== ページ抜粋

上場企業全体を対象とした倒産危険度ランキングに加えて、新型コロナウイルスの感染拡大で、甚大な打撃が避けられない13業種について、それぞれ業種別のランキングを作成した。特集『大失業時代の倒産危険度ランキング』(全29回)の#7では、インバウンド関連業界を取り上げる。10社が危険水域に入った。(ダイヤモンド編集部編集委員 竹田孝洋)
大手航空会社2社のうち
危険水域に入ったのはどっち?
ANAホールディングス(HD)の片野坂真哉社長は、6月29日の株主総会で「金融機関からの借入金や融資枠で1兆0350億円を確保している」と強調した。同様に、日本航空の赤坂祐二社長も6月19日の株主総会で「5000億円を確保している」と発言した。
新型コロナウイルス感染抑制のために外国からの入国が実質禁止となり、外国人観光客はほとんどゼロになった。インバウンド需要は一瞬にして消滅。国内でも外出自粛や都道府県をまたぐ移動の自粛などで、人の動きが止まった。航空路線は国際線、国内線共に乗客が激減し、両社とも大幅な減便を余儀なくされた。
収入が大幅に減った場合、会社を存続させるためにはまずは資金繰りのめどを付けることが必要だ。そこで、トップが資金繰りに問題がないことをはっきり示すために、株主総会の場で資金確保を明言したのだ。
インバウンド需要の消滅や国内の観光客の激減で、業況が急速に悪化したのは、ホテル業界も同じだ。
帝国データバンクによると、ホテル・旅館の新型コロナウイルス関連倒産は7月2日時点で45件。WBFホテル&リゾーツ(大阪府)、ロイヤルオークリゾート(滋賀県)、ファーストキャビン(東京都)などが倒産している。
業種別では飲食店に次いで2番目に多く、“コロナ倒産”が目立った業種の一つであるといえるだろう。
そもそもホテル市場はコロナ危機以前から供給過剰に陥っていた。海外からの訪日観光客拡大によるインバウンド需要増加を当て込んで近年、新規のホテル開業が相次いだからだ。
しかし、コロナ危機で外国人観光客はいなくなった。外出と移動の自粛で日本人客もほとんど来なくなり、少なからぬホテルが休業に追い込まれた。

====

▶ 課題一覧
**a.** ページ抜粋の「上場企業全体を対象とした倒産」から「危険水域に入ったのはどっち?」までを、両端も含めてそのまま書き写してください。
**b.** ページ抜粋の「そもそもホテル市場はコロナ危機以前から供給過剰に陥っていた。」という一文を英語に訳してください。
**c.** ページ抜粋によると、帝国データバンクの集計で、7月2日時点のホテル・旅館の新型コロナウイルス関連倒産は何件でしたか？

== 与えられた記録

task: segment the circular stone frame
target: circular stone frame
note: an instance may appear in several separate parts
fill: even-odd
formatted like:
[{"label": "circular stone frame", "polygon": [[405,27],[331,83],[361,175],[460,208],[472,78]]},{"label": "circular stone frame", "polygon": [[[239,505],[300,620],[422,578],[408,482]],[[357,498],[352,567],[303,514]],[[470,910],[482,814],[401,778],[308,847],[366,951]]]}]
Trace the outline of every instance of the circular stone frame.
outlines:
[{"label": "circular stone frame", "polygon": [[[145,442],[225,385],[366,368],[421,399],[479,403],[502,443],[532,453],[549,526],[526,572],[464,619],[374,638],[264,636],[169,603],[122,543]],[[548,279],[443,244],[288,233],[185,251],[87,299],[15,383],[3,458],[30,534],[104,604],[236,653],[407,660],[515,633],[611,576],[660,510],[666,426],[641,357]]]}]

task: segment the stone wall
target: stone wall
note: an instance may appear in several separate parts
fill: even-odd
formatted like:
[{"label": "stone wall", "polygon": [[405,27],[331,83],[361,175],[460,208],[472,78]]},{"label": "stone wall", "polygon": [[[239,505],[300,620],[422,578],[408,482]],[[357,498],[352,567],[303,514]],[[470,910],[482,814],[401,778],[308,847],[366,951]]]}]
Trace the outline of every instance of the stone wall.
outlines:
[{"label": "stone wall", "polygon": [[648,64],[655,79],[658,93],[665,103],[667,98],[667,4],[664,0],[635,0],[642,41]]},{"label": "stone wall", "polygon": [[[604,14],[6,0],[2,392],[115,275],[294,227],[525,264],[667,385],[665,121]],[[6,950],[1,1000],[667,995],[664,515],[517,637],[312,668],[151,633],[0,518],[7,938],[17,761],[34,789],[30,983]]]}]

====

▶ 各課題の解答
**a.**
上場企業全体を対象とした倒産危険度ランキングに加えて、新型コロナウイルスの感染拡大で、甚大な打撃が避けられない13業種について、それぞれ業種別のランキングを作成した。特集『大失業時代の倒産危険度ランキング』(全29回)の#7では、インバウンド関連業界を取り上げる。10社が危険水域に入った。(ダイヤモンド編集部編集委員 竹田孝洋)
大手航空会社2社のうち
危険水域に入ったのはどっち?

**b.** The hotel market had already fallen into oversupply even before the COVID crisis.

**c.** 45件です。